--- Supplied passage Enclosed Below ---
Is Implementing User Analytics Right for Your Company?
Many enterprises are now using security solutions that leverage User Behavior Analytics (UBA) to combat modern security threats. Companies are now setting a definition of normal behavior, which when users deviate from, IT administrators are alerted allowing the company to follow the pre-set protocol for dealing with security threats.
With security threats becoming more and more sophisticated, companies and enterprises are moving away from traditionally security measures which were based on protocol analysis and virus signatures. Instead, companies are not implementing security solutions that analyze user behavior. So rather than focusing only on malware, viruses or stopping hackers, UBA focuses on actions and behavior performed by users and how far they diverge from “normal” behavior. There are several reasons why companies are choosing to implement UBAs, especially as more and more enterprises migrate their infrastructure to the cloud.
Essentially, UBAs rely on ‘anomaly detection’ – being able to sift through huge amounts of data and identify actions that do not conform to what is statistically expected of the user. In terms of security, an ‘anomaly’ may refer to network intrusions by an impostor, transmission of sensitive data across irregular channels, and an unjustifiable escalation of network privileges, to name a few. User Behavior Analytics do not only look for abundance (for example several failed login attempts), but instead look at a difference in patterns: a change in click speed or geometric patterns of the mouse movement, a change in typing speed etc. Monitoring these patterns of behavior allows for the security team to be alerted if there is a different patterns which can suggest an impostor and/or a threat.
--- End of Enclosed Supplied passage ---
--- Study material Enclosed Below ---
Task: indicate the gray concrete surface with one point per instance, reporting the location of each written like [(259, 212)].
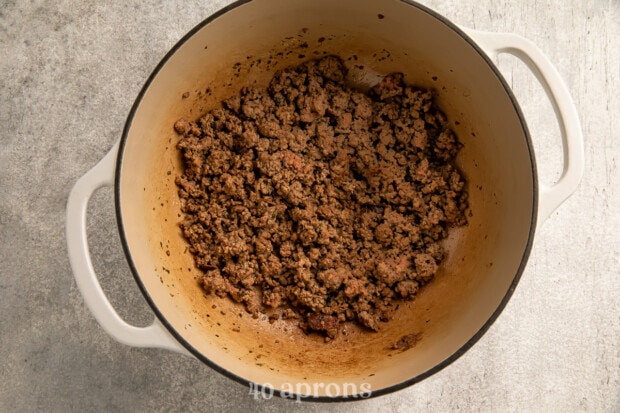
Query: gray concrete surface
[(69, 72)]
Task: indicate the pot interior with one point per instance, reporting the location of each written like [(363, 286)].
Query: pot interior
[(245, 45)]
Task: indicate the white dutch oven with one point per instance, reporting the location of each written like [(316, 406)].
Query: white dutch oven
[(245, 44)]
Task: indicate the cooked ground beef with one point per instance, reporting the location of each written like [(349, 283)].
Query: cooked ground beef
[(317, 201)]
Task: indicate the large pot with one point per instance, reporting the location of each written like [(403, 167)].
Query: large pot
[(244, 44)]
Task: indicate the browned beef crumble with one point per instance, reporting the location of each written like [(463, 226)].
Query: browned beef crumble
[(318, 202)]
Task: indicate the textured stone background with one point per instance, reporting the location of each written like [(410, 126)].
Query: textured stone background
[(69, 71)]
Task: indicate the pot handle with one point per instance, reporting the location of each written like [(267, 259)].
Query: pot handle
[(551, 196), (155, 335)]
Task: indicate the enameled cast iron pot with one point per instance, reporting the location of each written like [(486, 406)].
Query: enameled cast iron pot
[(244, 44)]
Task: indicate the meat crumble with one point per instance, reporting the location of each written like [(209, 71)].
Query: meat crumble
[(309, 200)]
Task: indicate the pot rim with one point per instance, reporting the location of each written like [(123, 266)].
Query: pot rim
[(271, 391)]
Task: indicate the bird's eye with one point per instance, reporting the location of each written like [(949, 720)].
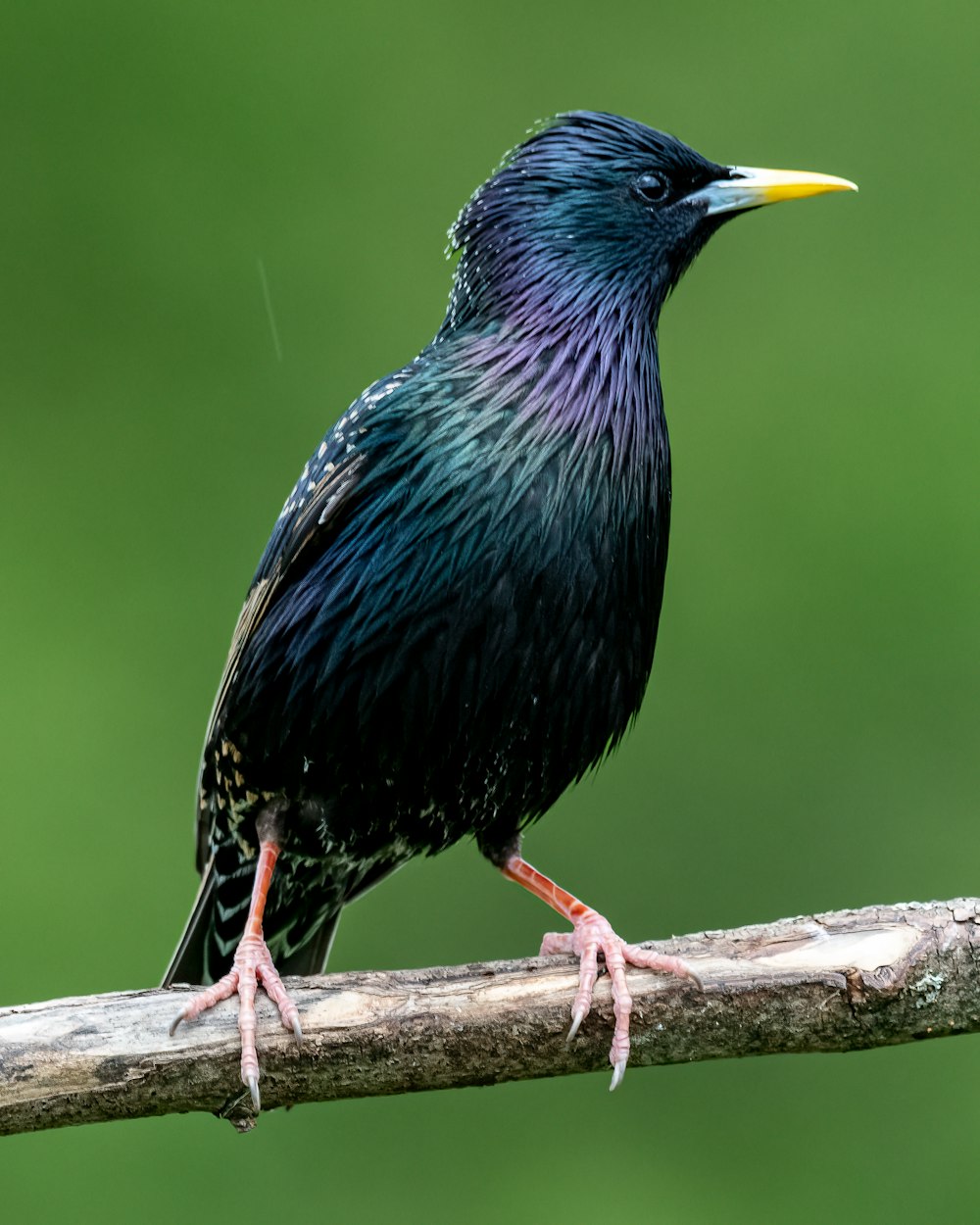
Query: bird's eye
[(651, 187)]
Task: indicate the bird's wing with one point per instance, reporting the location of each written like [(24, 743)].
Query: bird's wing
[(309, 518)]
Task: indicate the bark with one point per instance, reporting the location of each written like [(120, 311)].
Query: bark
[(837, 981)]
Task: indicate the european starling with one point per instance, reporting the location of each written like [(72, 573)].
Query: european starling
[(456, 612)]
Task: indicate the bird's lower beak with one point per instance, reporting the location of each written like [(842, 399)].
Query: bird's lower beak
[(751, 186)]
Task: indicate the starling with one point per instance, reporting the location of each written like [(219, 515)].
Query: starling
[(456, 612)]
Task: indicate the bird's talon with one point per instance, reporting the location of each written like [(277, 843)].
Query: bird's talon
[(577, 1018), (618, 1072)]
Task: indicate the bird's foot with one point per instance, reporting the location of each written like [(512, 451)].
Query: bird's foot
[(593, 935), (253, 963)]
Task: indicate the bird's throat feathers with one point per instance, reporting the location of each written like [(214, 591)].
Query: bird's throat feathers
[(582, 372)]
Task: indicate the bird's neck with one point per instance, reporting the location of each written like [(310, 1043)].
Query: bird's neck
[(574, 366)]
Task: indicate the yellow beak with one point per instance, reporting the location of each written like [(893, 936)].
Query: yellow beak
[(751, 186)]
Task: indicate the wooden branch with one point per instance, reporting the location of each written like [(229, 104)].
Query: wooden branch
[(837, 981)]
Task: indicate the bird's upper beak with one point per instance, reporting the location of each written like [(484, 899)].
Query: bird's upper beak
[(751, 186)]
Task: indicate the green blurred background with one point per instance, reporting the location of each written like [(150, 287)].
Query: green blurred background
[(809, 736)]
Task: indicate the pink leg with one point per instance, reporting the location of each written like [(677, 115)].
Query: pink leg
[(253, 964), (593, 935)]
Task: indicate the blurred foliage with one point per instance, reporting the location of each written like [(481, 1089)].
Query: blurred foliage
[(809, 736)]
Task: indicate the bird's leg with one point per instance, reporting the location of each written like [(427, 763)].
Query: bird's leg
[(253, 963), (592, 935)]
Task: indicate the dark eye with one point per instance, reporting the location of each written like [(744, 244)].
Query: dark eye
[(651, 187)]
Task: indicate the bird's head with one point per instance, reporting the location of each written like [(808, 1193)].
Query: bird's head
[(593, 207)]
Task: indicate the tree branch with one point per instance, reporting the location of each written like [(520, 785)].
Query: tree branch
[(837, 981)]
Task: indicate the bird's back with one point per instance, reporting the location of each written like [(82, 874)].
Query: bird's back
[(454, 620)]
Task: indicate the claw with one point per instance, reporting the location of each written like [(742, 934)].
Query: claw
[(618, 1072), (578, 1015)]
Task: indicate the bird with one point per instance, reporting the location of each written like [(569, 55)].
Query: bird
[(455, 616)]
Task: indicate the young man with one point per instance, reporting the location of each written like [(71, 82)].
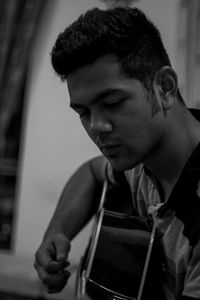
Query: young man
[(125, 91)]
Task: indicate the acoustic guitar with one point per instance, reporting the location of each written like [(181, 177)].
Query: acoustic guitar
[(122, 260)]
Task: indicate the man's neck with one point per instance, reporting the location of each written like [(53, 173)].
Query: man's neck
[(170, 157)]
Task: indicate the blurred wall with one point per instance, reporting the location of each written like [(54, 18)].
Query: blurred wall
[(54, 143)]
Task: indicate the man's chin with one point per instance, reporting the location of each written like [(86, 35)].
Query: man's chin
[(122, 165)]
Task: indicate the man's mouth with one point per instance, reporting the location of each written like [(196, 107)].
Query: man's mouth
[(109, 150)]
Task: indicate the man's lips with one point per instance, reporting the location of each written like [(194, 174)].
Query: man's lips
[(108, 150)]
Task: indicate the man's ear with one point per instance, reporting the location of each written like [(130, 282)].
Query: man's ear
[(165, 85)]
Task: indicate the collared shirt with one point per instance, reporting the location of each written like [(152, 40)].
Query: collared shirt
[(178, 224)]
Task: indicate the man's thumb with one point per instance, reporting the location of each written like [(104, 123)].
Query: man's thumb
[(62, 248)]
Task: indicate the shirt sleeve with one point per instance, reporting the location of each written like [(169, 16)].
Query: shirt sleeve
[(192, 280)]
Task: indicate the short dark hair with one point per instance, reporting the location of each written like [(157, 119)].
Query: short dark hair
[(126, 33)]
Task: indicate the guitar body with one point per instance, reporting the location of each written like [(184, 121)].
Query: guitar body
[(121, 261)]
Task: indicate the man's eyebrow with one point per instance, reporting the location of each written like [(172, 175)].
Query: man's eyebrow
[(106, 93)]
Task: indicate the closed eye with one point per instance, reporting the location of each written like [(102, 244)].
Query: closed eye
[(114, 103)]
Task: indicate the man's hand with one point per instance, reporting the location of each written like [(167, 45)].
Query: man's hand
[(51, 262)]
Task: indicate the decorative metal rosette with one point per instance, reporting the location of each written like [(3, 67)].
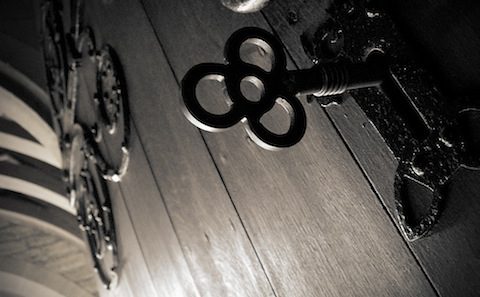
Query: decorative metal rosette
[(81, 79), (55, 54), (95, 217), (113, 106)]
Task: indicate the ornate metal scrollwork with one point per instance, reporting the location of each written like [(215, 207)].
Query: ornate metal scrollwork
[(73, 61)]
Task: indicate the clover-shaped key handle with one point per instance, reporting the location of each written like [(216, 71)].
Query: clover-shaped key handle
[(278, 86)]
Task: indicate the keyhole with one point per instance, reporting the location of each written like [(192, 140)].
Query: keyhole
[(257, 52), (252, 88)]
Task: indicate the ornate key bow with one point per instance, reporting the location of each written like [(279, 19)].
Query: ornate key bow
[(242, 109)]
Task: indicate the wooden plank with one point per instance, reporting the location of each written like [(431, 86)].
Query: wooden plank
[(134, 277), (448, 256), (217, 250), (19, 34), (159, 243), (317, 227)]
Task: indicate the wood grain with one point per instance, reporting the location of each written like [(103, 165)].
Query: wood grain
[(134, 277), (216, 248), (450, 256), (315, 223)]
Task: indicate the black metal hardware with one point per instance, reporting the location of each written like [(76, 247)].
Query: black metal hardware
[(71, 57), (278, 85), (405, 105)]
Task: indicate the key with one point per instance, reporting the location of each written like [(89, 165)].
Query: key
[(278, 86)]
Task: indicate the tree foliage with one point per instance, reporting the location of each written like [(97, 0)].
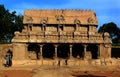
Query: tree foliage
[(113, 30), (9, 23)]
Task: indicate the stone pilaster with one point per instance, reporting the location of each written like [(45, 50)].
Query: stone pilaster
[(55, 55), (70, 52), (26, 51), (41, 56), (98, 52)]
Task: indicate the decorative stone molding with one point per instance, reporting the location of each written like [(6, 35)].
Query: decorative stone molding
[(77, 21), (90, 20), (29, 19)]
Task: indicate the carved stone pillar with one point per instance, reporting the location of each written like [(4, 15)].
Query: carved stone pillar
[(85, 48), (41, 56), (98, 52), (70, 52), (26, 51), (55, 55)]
--- End of Enclosed Study material ---
--- Study material Enclosed Below ---
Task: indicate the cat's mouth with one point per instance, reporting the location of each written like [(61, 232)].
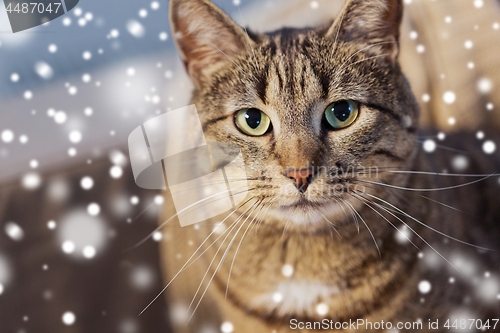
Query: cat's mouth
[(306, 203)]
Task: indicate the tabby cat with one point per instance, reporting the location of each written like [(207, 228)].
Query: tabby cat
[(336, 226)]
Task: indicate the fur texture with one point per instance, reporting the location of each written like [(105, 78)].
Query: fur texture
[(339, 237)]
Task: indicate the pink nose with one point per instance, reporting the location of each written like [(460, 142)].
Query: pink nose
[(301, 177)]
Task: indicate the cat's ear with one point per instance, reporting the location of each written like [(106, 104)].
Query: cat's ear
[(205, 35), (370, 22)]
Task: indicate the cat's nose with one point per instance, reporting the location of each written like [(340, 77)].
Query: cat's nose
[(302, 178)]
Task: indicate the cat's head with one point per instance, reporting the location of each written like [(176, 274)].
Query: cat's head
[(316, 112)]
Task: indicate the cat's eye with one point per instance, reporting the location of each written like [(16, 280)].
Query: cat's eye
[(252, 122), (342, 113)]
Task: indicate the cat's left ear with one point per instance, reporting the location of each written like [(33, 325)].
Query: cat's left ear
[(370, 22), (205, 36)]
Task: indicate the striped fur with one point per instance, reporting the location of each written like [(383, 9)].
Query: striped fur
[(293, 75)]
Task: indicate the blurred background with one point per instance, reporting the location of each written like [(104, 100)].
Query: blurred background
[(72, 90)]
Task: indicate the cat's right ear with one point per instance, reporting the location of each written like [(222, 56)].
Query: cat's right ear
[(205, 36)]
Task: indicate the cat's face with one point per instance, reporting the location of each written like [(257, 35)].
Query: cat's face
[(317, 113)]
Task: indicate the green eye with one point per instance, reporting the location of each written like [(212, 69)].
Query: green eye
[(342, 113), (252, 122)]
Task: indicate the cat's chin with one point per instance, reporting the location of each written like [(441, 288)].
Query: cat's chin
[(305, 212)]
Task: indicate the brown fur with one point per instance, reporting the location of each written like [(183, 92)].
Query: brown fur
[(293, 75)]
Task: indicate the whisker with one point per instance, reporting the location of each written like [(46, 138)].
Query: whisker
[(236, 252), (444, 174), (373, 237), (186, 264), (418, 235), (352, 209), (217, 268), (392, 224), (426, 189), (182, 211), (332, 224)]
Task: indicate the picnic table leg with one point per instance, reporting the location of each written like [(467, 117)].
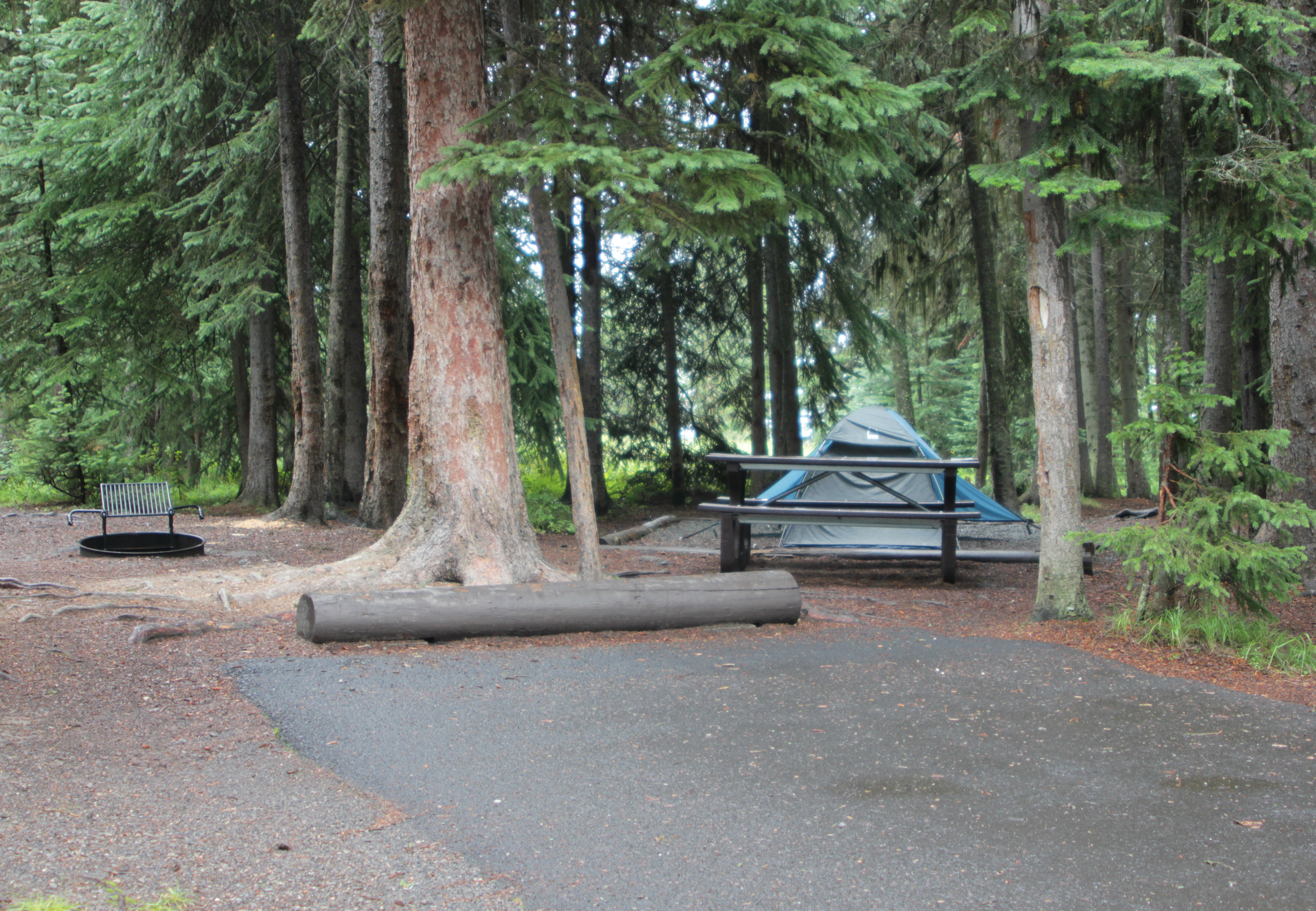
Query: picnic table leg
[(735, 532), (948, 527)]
--- End of Enclosed Study material ---
_About this exercise:_ Pick up the article on user behavior analytics after its final sentence and keep writing it. The material above comes from a separate source.

_Answer space:_
Choosing to implement UBAs is usually made for one of two reasons:
- Reactive Investigation: something has happened or there is suspicion that something bad is about to happen, so the enterprise has cause to investigate a person or group.
- Proactive Strategy: The company or enterprise wants to improve employee productivity and/or its internal security against insider threats.
It is much easier to implement UBAs as a Reactive Investigation, as something has happened that has triggered an investigation. The latter, a Proactive Strategy, runs the risk of being slightly more complex as without a “probable cause” management may be less comfortable with collecting user activity data. For whatever reason your company is considering implementing User Behavior Analytic, the first and foremost thing to do is to define your goals. Moving forwards your may want to consider involving your employees, decide what to monitor and what data to retain and finally how to deal with an escalation and review.
Having effective UBA in place means user behavior and legitimate process can be tracked, so if and when there is a security breach or threat, it can be detected early on, not once it is too late. If your network has private and confidential information that you wouldn’t like to get out, then implementing UBA can at the least ensure rapid detection and a fast response to the threat.
UBAs are also used to track employee productivity. Businesses and individuals alike are using this kind of software to help analyze paths to work completion. Using UBAs allows managers to see how their assistants or executives work throughout the day, which projects they are spending the most amount of time on and when they become the most distracted. Introducing UBAs to your company to improve employee productivity can provide an insight into what employees are spending the most amount of time on and whether that is relative to their role and the company’s ROI.
For example, if your Graphic Designer is spending more time on Excel spreadsheets than on InDesign or Photoshop, then chances are their skills are not being adequately used and more importantly they may be unhappy in their role. After all, hiring a Graphic Designer to spend all day on spreadsheets is not going to fulfill them. This can lead to even more procrastination and a further loss in your company’s ROI. With data to back up where employees are spending the most amount of time, work can be distributed or managed differently to ensure employees are using their time effectively.